# [Data records]
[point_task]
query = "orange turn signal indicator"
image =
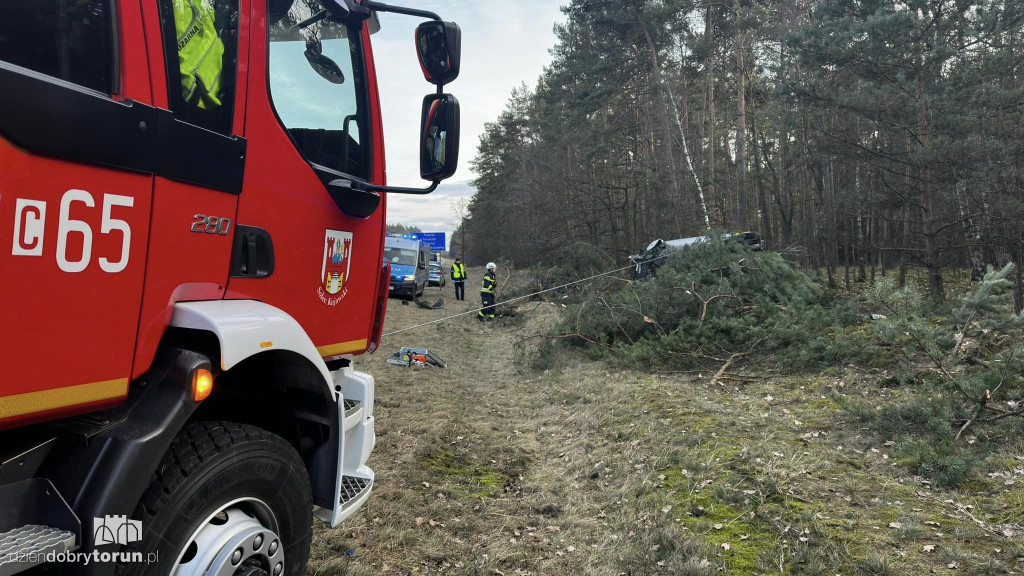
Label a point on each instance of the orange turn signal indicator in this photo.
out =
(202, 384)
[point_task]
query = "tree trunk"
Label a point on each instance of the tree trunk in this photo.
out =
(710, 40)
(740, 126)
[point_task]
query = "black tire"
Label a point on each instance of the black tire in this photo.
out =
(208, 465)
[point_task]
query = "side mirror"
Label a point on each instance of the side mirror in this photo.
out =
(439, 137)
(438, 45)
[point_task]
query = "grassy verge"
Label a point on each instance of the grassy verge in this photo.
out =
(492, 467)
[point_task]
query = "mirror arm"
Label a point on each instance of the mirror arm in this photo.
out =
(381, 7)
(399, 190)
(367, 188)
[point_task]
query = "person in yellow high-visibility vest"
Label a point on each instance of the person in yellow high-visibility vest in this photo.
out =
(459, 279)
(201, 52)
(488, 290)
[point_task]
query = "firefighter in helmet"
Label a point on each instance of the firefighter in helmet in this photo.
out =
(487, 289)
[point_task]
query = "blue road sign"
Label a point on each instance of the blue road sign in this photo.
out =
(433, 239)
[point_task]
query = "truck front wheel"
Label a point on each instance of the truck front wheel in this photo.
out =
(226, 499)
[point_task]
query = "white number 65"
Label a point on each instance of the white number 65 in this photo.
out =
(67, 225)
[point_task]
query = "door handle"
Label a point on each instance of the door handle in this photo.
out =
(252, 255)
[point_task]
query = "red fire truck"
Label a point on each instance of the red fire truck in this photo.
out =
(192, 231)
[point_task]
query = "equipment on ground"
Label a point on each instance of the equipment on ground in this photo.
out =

==

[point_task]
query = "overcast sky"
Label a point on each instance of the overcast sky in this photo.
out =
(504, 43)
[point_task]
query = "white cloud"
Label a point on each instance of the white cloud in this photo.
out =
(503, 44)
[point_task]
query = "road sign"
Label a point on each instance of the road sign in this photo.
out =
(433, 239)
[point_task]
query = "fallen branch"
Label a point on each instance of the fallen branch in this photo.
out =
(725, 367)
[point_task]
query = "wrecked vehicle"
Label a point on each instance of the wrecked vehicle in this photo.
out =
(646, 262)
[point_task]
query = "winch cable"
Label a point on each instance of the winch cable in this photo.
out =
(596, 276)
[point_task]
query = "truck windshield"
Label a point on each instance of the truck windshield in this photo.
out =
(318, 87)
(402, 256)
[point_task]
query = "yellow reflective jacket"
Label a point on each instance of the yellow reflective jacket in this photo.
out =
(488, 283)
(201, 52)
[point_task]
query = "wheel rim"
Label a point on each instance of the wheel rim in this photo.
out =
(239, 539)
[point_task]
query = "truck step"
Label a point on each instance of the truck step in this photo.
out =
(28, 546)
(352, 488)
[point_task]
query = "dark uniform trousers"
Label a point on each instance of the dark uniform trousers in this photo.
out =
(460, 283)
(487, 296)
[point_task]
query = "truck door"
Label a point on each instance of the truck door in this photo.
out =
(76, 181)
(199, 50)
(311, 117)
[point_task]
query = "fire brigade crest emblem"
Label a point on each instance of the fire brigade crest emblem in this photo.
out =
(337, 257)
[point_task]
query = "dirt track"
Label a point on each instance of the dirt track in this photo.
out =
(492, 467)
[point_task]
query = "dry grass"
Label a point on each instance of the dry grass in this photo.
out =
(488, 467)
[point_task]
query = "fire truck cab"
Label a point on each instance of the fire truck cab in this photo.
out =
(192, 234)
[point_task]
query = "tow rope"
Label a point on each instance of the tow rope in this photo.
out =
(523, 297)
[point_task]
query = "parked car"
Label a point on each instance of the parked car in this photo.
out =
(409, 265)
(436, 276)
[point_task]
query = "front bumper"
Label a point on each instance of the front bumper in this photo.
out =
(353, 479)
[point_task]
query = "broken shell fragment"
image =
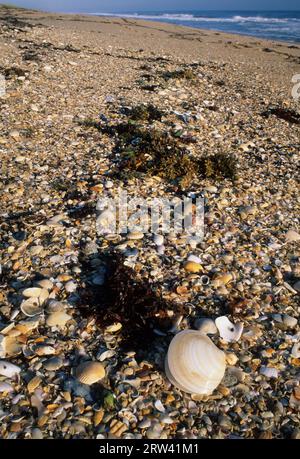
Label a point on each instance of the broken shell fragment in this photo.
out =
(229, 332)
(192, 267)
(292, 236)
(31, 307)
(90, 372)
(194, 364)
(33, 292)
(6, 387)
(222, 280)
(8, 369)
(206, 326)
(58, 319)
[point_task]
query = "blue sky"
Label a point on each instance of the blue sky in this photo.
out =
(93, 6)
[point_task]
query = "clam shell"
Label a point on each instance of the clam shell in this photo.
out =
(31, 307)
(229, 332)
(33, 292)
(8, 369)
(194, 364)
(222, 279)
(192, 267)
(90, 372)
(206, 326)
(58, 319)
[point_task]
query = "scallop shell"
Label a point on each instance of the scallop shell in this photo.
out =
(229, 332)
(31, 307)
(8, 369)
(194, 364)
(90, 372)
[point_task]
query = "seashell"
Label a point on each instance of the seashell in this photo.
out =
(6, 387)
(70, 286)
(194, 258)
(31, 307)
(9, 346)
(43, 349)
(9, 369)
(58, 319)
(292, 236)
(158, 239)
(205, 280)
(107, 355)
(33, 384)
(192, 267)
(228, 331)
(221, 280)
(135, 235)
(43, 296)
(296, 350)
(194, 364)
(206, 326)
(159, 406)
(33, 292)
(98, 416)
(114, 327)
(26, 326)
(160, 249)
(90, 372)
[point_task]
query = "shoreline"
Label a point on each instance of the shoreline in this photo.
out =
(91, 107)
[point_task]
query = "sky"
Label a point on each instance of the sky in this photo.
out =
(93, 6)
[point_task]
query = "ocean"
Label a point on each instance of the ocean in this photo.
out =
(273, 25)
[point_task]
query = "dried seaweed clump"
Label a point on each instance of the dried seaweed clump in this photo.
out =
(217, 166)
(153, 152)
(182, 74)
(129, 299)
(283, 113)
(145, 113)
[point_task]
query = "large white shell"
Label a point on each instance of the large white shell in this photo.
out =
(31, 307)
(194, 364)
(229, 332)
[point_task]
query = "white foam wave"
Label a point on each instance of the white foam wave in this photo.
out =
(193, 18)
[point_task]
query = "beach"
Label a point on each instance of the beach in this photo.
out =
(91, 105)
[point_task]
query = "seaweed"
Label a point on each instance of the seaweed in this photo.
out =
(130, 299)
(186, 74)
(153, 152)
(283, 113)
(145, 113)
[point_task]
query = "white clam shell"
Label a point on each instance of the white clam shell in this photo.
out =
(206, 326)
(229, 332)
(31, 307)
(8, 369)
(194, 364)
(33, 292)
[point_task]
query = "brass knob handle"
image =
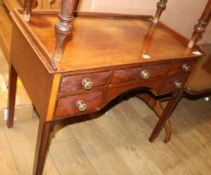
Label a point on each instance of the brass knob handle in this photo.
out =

* * *

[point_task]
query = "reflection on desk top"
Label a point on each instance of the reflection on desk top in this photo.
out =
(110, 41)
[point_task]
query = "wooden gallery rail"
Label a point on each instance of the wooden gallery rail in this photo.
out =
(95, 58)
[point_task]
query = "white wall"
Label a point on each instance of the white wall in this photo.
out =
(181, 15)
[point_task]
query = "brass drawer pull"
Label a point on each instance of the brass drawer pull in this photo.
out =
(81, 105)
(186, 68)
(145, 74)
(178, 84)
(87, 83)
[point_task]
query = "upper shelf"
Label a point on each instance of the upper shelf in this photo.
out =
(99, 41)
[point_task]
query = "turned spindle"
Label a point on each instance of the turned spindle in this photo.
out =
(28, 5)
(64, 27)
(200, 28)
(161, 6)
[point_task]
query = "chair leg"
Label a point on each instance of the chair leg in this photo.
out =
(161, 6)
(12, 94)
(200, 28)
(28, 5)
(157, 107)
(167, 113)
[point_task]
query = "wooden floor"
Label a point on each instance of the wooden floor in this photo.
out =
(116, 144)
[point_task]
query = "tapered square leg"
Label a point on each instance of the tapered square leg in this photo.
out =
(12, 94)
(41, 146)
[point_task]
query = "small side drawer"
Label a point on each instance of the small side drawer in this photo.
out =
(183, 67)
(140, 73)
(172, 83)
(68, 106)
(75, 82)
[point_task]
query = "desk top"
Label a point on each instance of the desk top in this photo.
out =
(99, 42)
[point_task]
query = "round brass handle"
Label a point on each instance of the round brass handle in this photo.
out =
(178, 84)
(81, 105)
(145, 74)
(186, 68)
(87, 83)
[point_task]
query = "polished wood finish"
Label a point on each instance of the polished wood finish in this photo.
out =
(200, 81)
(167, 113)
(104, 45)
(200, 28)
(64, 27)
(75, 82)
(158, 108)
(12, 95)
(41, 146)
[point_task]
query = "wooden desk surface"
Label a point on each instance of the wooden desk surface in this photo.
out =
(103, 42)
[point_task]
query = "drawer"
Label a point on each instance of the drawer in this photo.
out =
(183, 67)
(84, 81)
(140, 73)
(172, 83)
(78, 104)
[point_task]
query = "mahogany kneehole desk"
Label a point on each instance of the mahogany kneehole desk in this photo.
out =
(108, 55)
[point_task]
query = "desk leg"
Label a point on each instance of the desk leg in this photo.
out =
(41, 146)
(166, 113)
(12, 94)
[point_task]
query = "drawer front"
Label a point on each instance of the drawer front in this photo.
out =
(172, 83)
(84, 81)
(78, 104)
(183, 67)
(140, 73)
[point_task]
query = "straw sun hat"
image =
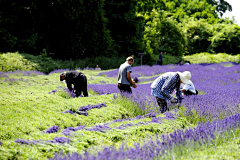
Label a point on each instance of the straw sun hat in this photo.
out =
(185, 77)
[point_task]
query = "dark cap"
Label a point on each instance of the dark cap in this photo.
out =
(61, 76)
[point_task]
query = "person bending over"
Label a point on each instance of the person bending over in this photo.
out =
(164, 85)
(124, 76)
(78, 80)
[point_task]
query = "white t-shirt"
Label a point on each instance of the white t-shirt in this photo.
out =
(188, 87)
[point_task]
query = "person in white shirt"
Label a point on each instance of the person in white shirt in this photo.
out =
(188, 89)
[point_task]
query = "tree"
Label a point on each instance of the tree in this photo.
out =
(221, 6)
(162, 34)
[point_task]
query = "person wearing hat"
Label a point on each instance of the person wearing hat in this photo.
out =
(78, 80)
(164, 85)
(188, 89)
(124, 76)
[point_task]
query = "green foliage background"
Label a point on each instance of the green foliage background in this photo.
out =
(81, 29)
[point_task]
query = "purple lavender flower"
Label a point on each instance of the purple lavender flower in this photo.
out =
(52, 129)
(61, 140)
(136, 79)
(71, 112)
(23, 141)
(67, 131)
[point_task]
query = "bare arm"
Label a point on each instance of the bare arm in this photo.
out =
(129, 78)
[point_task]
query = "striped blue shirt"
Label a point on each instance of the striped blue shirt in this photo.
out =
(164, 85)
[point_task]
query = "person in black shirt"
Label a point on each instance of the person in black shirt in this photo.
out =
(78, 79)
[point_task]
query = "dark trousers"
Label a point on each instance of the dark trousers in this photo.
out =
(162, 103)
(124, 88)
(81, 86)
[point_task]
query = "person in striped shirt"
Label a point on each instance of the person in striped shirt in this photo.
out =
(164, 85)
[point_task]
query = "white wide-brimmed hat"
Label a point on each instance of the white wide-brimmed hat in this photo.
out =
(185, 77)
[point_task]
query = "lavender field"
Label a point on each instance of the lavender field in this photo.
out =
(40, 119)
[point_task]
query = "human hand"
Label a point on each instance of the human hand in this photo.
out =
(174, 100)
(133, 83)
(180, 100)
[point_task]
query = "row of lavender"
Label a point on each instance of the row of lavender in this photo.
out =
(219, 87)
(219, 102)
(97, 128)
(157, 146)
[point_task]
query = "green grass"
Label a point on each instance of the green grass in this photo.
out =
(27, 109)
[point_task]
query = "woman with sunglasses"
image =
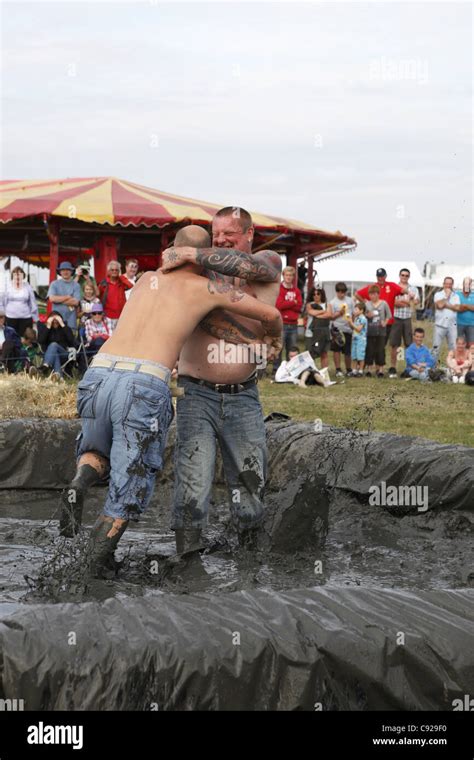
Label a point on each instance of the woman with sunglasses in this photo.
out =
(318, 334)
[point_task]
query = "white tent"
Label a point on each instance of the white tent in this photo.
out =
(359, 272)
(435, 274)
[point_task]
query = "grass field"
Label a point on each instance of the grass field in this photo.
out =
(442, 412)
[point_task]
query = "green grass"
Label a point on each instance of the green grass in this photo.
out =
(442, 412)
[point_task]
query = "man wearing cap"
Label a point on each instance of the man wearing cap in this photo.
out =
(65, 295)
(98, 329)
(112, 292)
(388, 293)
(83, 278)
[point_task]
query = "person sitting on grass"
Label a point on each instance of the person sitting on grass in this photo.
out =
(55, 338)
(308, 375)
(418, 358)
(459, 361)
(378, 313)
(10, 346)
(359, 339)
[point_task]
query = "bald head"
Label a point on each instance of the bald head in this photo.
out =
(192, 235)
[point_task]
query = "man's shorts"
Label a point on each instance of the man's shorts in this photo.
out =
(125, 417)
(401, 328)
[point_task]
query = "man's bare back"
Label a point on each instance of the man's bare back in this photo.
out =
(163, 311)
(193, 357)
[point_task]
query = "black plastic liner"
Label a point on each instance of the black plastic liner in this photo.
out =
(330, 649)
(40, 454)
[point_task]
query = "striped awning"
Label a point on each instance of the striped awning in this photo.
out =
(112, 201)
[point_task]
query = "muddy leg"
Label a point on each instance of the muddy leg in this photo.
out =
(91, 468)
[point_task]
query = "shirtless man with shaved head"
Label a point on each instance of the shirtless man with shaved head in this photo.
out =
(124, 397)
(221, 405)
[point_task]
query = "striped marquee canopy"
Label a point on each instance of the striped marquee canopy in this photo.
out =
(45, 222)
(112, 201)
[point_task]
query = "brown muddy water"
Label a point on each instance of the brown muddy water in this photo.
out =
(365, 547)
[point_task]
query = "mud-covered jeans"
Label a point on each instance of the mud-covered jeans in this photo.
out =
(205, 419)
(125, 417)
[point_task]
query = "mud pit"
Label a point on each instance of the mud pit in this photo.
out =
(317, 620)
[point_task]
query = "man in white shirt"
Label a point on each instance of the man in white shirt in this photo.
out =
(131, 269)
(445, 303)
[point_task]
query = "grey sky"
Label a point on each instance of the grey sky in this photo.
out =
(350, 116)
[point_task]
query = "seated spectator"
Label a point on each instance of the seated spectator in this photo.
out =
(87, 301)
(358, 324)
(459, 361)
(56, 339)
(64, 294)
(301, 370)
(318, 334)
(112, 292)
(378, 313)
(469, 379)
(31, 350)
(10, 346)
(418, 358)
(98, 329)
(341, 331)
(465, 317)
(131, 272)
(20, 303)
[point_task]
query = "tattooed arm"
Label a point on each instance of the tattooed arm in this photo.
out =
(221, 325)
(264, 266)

# [Exercise description]
Every line that contains the string "shorts" should be returned from the data.

# [Exercise result]
query = "man's shorts"
Label a point on each instance of the man's shorts in this photo.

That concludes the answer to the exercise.